TASK GOAL =>
For the data below, report only the number of lines containing the string "sleeve".

=-=-=

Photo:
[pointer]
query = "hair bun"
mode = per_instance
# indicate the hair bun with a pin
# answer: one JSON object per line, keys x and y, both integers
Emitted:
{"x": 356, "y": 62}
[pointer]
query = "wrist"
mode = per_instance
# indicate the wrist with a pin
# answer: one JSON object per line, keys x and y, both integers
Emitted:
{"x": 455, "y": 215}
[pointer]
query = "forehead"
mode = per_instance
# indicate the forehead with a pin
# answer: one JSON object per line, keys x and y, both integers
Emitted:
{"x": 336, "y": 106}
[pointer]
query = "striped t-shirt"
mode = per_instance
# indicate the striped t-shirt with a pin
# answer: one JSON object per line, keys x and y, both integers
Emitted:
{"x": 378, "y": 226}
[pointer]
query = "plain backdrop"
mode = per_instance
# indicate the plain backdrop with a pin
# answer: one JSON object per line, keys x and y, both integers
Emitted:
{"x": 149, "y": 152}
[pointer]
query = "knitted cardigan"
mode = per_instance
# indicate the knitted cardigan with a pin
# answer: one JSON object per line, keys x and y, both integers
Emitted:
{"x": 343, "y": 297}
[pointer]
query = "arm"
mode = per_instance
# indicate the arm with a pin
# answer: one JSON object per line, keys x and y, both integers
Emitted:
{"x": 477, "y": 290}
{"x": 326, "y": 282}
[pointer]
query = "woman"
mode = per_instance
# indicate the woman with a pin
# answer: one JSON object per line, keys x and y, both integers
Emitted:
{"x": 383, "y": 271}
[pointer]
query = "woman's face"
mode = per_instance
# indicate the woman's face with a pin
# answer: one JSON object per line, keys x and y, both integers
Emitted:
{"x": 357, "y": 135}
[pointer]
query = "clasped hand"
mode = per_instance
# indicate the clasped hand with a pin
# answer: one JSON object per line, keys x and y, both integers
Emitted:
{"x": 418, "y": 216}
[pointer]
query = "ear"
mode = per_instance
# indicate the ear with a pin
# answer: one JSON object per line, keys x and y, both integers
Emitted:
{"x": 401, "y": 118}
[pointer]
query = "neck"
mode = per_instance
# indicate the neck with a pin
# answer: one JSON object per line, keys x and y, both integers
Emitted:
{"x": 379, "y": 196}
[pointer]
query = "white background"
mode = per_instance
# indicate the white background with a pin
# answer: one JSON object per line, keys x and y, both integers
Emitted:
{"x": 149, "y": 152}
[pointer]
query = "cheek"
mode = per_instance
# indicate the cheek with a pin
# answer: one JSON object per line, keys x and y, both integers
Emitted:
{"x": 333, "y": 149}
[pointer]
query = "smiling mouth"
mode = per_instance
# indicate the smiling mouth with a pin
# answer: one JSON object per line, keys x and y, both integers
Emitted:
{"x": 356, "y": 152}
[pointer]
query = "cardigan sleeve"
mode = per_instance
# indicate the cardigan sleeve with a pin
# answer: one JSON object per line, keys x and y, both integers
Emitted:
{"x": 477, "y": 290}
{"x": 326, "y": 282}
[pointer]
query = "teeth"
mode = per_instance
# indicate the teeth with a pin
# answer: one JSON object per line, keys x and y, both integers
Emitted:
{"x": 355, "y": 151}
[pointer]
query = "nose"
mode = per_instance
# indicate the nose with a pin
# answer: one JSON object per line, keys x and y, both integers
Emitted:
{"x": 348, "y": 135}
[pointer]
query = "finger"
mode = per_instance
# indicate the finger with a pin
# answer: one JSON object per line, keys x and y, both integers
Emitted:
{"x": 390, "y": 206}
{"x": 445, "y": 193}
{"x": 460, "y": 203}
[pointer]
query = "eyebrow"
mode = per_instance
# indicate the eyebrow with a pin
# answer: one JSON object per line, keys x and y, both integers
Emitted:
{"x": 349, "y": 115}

=-=-=

REPLY TO THE EXERCISE =>
2